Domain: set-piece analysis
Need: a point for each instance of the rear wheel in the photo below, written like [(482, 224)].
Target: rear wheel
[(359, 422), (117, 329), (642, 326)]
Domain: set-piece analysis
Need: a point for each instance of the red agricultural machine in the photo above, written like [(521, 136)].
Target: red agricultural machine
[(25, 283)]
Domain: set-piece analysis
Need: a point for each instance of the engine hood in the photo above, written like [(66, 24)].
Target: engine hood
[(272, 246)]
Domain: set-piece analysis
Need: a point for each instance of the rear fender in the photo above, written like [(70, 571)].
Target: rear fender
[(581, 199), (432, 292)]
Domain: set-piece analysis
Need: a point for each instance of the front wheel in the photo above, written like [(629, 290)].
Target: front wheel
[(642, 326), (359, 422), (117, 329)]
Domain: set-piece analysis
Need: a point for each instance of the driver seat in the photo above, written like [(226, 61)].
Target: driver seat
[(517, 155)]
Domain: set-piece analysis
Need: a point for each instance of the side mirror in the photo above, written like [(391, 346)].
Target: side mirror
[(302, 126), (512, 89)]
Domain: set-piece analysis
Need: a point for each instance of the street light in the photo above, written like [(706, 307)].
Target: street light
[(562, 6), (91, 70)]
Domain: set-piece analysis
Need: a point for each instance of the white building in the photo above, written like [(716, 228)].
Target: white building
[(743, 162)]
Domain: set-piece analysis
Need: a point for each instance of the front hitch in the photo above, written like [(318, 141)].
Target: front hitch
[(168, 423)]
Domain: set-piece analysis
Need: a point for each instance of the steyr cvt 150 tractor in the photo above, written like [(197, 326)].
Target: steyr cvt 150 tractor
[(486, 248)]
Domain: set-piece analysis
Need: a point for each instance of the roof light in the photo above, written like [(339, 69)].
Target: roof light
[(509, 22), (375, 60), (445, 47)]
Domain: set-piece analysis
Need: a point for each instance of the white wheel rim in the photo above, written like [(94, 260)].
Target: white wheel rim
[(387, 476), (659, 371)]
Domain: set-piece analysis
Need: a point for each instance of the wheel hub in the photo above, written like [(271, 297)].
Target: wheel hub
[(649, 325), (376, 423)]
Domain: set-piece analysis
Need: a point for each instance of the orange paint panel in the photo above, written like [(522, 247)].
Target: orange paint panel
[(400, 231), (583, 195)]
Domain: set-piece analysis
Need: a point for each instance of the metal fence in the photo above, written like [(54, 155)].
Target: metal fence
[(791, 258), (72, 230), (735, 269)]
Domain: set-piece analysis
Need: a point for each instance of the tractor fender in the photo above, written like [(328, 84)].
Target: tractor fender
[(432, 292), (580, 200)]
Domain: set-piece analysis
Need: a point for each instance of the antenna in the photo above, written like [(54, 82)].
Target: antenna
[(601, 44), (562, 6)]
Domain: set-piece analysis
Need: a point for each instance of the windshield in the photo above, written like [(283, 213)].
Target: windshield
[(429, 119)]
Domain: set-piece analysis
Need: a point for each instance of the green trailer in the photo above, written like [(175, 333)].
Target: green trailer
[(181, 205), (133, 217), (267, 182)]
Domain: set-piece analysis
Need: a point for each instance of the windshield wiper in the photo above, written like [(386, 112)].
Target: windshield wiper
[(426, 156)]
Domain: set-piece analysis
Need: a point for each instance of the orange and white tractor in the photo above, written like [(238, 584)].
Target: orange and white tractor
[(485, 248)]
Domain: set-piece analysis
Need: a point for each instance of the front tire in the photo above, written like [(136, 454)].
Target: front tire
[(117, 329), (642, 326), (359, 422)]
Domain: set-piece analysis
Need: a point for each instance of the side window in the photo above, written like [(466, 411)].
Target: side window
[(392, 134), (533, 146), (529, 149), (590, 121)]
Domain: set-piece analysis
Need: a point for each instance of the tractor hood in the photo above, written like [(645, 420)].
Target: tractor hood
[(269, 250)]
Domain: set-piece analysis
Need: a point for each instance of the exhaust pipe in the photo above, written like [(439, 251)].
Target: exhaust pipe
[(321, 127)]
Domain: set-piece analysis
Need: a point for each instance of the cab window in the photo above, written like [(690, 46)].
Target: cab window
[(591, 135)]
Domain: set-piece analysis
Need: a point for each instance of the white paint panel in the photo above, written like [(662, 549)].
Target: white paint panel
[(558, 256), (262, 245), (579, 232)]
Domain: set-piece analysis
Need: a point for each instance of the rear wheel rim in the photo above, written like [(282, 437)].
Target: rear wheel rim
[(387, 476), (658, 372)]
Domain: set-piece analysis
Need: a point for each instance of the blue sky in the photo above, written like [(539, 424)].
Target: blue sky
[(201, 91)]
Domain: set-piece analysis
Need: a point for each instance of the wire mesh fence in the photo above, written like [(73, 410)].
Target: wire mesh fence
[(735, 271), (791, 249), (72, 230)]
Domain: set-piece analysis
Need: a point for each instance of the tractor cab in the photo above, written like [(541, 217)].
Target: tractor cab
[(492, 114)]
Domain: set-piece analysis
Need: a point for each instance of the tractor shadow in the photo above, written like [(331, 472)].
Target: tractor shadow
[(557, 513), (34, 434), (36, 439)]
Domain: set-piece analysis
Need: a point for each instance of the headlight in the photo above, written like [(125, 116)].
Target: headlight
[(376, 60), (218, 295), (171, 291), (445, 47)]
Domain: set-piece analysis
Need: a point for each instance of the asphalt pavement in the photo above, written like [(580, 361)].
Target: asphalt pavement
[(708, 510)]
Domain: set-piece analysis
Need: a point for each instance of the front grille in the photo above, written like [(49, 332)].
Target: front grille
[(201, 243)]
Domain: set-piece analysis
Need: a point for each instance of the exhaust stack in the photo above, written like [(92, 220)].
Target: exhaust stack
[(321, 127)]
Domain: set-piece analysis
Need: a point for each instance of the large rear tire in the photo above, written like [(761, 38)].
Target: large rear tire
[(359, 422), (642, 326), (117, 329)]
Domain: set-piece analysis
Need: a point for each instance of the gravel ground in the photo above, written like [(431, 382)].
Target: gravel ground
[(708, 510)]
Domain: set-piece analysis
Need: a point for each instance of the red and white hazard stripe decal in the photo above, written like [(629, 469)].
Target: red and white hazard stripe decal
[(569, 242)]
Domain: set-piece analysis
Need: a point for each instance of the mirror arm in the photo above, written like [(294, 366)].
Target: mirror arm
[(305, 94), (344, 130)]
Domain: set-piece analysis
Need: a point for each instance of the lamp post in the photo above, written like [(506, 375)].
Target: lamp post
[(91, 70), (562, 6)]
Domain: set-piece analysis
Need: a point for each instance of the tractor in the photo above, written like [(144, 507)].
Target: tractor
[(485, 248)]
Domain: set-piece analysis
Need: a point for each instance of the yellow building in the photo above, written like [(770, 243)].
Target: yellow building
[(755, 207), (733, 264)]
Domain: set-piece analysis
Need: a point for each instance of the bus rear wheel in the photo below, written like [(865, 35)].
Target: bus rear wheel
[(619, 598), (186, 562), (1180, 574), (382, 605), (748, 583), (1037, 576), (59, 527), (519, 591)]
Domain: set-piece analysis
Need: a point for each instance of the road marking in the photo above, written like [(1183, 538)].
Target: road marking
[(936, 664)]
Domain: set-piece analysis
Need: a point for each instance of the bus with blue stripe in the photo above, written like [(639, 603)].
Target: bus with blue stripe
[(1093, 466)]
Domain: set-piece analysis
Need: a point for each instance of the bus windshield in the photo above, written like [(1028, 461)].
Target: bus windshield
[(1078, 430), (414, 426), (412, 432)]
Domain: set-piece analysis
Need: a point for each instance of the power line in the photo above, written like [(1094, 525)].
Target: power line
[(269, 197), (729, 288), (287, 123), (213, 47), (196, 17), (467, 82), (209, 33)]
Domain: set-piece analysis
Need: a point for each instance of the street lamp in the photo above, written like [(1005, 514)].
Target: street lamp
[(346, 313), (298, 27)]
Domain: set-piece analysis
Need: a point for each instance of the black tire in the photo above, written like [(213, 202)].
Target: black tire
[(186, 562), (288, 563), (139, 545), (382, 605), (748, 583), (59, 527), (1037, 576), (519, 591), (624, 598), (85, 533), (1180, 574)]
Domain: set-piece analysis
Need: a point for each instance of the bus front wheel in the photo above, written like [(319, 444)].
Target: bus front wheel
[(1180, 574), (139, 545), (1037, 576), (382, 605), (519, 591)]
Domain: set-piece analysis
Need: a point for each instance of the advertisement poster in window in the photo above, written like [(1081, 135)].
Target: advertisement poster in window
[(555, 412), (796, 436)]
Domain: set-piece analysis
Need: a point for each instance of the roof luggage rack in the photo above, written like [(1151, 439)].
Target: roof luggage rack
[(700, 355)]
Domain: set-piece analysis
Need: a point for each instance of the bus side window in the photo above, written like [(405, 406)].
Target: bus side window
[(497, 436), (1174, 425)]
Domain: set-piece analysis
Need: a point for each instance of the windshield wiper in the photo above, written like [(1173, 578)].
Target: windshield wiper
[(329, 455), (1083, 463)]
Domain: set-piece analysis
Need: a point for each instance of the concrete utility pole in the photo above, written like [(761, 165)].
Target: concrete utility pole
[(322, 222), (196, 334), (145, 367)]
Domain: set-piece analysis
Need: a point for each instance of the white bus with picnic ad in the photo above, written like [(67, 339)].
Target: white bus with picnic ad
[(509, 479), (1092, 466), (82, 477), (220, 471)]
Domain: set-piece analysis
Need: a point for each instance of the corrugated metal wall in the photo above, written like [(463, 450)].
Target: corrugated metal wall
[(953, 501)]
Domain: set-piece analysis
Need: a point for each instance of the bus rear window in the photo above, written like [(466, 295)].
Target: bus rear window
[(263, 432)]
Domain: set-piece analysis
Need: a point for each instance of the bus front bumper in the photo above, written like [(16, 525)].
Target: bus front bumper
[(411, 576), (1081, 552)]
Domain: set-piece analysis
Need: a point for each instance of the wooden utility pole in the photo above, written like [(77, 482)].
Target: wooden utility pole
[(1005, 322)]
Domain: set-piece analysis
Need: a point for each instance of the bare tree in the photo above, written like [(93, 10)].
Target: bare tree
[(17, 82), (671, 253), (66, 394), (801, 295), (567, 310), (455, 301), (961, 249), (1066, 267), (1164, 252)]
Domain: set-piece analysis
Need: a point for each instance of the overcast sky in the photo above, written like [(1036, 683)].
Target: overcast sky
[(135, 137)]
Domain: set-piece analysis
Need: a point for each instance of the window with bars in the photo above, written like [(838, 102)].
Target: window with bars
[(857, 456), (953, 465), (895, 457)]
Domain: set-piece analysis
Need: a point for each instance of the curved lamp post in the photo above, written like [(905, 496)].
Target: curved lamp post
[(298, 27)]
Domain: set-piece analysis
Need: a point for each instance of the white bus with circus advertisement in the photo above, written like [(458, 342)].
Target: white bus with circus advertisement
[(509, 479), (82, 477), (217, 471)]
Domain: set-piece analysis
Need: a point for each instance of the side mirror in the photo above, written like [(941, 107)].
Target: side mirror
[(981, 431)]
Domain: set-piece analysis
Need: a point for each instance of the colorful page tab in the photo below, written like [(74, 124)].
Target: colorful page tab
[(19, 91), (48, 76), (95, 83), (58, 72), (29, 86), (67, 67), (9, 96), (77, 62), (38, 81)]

**********

**TRY IT**
Pick out every line above that contains the word "below" and copy it.

**ANSWER SECTION**
Need: a point for each instance of the rear wheel in the photo below, written like [(482, 224)].
Need: a point for each instance of the bus rear wheel in the photo below, written like [(865, 35)].
Need: a point for each instance of the colorful page tab in the photo below, written like [(74, 124)].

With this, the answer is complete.